In [1]:
import pandas as pd
import numpy as np
from sklearn.model_selection import TimeSeriesSplit
from sklearn.preprocessing import StandardScaler
from sklearn.compose import ColumnTransformer
from sklearn.pipeline import Pipeline
from sklearn.linear_model import LinearRegression, Ridge
from sklearn.ensemble import (
    RandomForestRegressor,
    GradientBoostingRegressor,
    VotingRegressor,
    StackingRegressor
)
from sklearn.metrics import mean_absolute_error, r2_score
import yfinance as yf
from datetime import datetime

# -------------------------------
# 1. Download Stock Data (AAPL)
# -------------------------------
ticker = "AAPL"
start = "2022-01-01"
end = datetime.today().strftime('%Y-%m-%d')

df = yf.download(ticker, start=start, end=end)

# Keep OHLC
df = df[["Open", "High", "Low", "Close"]].reset_index()

# Create target: Next day's Close
df["Next_Close"] = df["Close"].shift(-1)
df = df.dropna().reset_index(drop=True)

# -------------------------------
# 2. Features & Preprocessor
# -------------------------------
features = ["Open", "High", "Low", "Close"]
X = df[features]
y = df["Next_Close"]

preprocessor = ColumnTransformer(
    transformers=[("num", StandardScaler(), features)],
    remainder="passthrough"
)


  df = yf.download(ticker, start=start, end=end)

***

GIVEN REQUEST —
Retype the stock prediction code from "from sklearn.metrics import" to "Stock Data (AAPL)". Work from the stock prediction code alone.

SOURCE EXCERPT —

***

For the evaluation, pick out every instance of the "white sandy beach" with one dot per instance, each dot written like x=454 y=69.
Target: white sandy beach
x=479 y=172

***

PROBLEM SOLUTION —
from sklearn.metrics import mean_absolute_error, r2_score
import yfinance as yf
from datetime import datetime

# -------------------------------
# 1. Download Stock Data (AAPL)